[Pointing entries]
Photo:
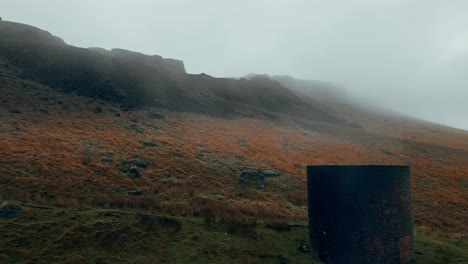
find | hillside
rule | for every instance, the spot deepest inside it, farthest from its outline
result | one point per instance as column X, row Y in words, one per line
column 96, row 129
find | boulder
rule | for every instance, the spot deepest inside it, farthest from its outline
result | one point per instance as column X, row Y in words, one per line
column 10, row 211
column 270, row 173
column 140, row 163
column 134, row 172
column 303, row 248
column 137, row 192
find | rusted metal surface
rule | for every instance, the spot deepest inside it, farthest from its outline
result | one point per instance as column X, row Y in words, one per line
column 361, row 214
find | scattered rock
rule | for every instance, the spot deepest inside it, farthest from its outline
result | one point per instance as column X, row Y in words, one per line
column 282, row 260
column 177, row 154
column 303, row 248
column 155, row 115
column 98, row 110
column 135, row 128
column 269, row 173
column 172, row 181
column 148, row 144
column 137, row 192
column 123, row 169
column 107, row 160
column 10, row 211
column 251, row 174
column 15, row 111
column 140, row 163
column 258, row 176
column 134, row 172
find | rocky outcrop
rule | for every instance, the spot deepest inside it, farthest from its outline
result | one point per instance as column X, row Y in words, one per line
column 10, row 211
column 257, row 176
column 17, row 32
column 168, row 66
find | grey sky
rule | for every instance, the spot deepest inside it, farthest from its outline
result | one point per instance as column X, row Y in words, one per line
column 405, row 54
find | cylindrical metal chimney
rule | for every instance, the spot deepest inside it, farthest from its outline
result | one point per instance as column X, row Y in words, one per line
column 360, row 214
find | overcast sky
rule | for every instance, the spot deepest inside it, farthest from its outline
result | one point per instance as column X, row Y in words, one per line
column 409, row 55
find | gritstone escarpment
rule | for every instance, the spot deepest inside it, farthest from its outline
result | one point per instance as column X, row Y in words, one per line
column 136, row 80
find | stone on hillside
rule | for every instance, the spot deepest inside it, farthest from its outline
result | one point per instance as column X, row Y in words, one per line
column 10, row 211
column 148, row 144
column 304, row 248
column 140, row 163
column 270, row 173
column 134, row 172
column 155, row 115
column 135, row 192
column 107, row 160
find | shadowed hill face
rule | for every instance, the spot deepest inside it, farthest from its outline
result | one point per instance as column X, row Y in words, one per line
column 135, row 80
column 17, row 32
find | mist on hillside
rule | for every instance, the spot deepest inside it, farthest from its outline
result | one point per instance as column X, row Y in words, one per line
column 406, row 56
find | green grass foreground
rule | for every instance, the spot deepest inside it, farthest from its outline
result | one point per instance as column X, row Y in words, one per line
column 51, row 235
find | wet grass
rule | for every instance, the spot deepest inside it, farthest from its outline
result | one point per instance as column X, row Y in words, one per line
column 51, row 235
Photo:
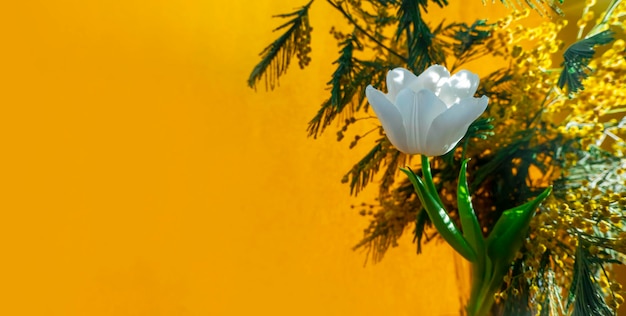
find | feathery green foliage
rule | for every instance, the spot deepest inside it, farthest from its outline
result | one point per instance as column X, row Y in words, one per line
column 516, row 152
column 585, row 295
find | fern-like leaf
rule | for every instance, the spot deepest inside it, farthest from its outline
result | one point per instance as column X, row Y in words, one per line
column 576, row 60
column 277, row 56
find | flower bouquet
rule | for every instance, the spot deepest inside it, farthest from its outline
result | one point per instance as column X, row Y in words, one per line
column 521, row 171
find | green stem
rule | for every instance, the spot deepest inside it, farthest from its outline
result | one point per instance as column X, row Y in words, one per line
column 428, row 179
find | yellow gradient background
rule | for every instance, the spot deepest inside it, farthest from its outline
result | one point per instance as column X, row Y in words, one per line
column 140, row 176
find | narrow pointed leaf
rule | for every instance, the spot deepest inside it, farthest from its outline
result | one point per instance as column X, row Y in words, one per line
column 440, row 218
column 473, row 234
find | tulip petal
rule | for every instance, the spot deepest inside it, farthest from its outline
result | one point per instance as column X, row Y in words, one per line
column 461, row 85
column 418, row 111
column 389, row 117
column 398, row 79
column 450, row 126
column 430, row 79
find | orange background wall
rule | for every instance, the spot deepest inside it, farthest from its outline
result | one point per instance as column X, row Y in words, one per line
column 140, row 176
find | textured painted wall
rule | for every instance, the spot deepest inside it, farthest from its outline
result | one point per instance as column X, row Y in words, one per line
column 141, row 177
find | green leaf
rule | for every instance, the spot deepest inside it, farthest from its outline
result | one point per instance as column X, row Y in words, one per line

**Goal of the exercise**.
Render the entries above as a numbered list with no blank lines, leaving out the pictures.

**Full answer**.
1. Photo:
2. find | hillside
3. rule | for every instance, the spot deepest inside it, farthest from its outline
4. result | one point per instance as column X, row Y in words, one per line
5. column 96, row 129
6. find | boulder
7. rule | for every instance, the spot deepest inside it, farthest from its outline
8. result | one point per instance as column X, row Y in words, one per line
9. column 10, row 211
10. column 270, row 173
11. column 140, row 163
12. column 134, row 172
13. column 303, row 248
14. column 137, row 192
15. find | rusted metal surface
16. rule | for every instance, the spot deepest inside it, farthest from its outline
17. result | one point per instance as column X, row Y in words, one per line
18. column 361, row 214
19. find | scattered rock
20. rule | for every instance, the spot deepest inside it, farthest from its outline
21. result | one point per instance as column X, row Y in words, one per line
22. column 282, row 260
23. column 177, row 154
24. column 303, row 248
25. column 155, row 115
26. column 98, row 110
27. column 135, row 128
28. column 269, row 173
29. column 172, row 181
30. column 148, row 144
31. column 137, row 192
32. column 123, row 169
33. column 107, row 160
34. column 10, row 211
35. column 251, row 174
36. column 15, row 111
37. column 140, row 163
38. column 258, row 176
39. column 134, row 172
40. find | rocky outcrop
41. rule | for every instance, the spot deepest inside it, farthest from its outline
42. result | one point per instance as column X, row Y in words, one per line
43. column 10, row 211
44. column 257, row 176
45. column 17, row 32
46. column 168, row 66
47. find | grey sky
48. rule | for every instance, the spot deepest inside it, farthest from its outline
49. result | one point per instance as column X, row Y in words, one per line
50. column 405, row 54
51. find | cylindrical metal chimney
52. rule | for every instance, the spot deepest inside it, farthest from its outline
53. result | one point per instance as column X, row Y in words, one per line
54. column 360, row 214
55. find | overcast sky
56. rule | for every instance, the spot deepest inside it, farthest from its outline
57. result | one point per instance as column X, row Y in words, one per line
58. column 409, row 55
59. find | gritstone escarpment
60. rule | for every instance, the spot deepest inside it, farthest from its outline
61. result | one point per instance as column X, row Y in words, one per line
62. column 136, row 80
63. find | stone on hillside
64. rule | for every instance, the spot deepest inside it, farthest from its outline
65. result | one point per instance as column X, row Y in words, one per line
66. column 10, row 211
67. column 148, row 144
68. column 304, row 248
69. column 140, row 163
70. column 270, row 173
71. column 134, row 172
72. column 155, row 115
73. column 135, row 192
74. column 107, row 160
75. find | shadowed hill face
76. rule | for every instance, the spot deepest inside it, farthest from its outline
77. result | one point per instance as column X, row Y in words, one per line
78. column 135, row 80
79. column 17, row 32
80. find | mist on hillside
81. rule | for every instance, the spot deepest inside it, farthest from its outline
82. result | one point per instance as column X, row Y in words, one per line
83. column 406, row 56
84. find | green grass foreground
85. rule | for every instance, the spot deepest inside it, farthest from its outline
86. result | one point per instance as column X, row Y in words, one per line
87. column 51, row 235
88. find | wet grass
89. rule | for every instance, the spot deepest inside it, farthest from its outline
90. result | one point per instance as column X, row Y in words, one per line
91. column 51, row 235
92. Photo:
93. find | feathery green foliage
94. rule | for every instance, the spot deepest inside it, farthest from its outline
95. result | one point per instance as column X, row Y in words, one per line
96. column 516, row 152
97. column 585, row 295
98. find | fern-like leaf
99. rule | for every instance, the spot deepest inside it, farthest from its outline
100. result | one point per instance as column X, row Y in words, one per line
101. column 576, row 60
102. column 277, row 56
103. find | flower bouquet
104. rule | for every instance, the spot deepest inside it, farthest from its outline
105. result | one point per instance as column X, row Y in words, one per line
106. column 521, row 171
107. find | green stem
108. rule | for every instance, the spot deepest inside it, farthest from its outline
109. result | one point per instance as column X, row Y in words, one per line
110. column 428, row 179
111. find | yellow gradient background
112. rule | for every instance, the spot deepest inside it, farthest from its outline
113. result | one point per instance as column X, row Y in words, one per line
114. column 140, row 176
115. find | narrow pointed leaf
116. rule | for every instance, the spot deepest inside it, farthest from its outline
117. result | one point per instance as column X, row Y in words, one per line
118. column 440, row 218
119. column 473, row 234
120. find | tulip petal
121. rule | for every instance, the spot deepest inside it, farthest from its outline
122. result | one point per instance as column X, row Y in words, one per line
123. column 461, row 85
124. column 418, row 111
125. column 389, row 117
126. column 398, row 79
127. column 450, row 126
128. column 430, row 79
129. find | orange background wall
130. rule | for every instance, the spot deepest inside it, farthest from its outline
131. result | one point per instance as column X, row Y in words, one per line
132. column 140, row 176
133. find | textured painted wall
134. rule | for every instance, the spot deepest inside it, farthest from its outline
135. result | one point per instance as column X, row Y in words, one per line
136. column 141, row 177
137. find | green leaf
138. rule | for every instance, the spot deepest inside it, farthest from its outline
139. result | one point per instance as column X, row Y in words, one per line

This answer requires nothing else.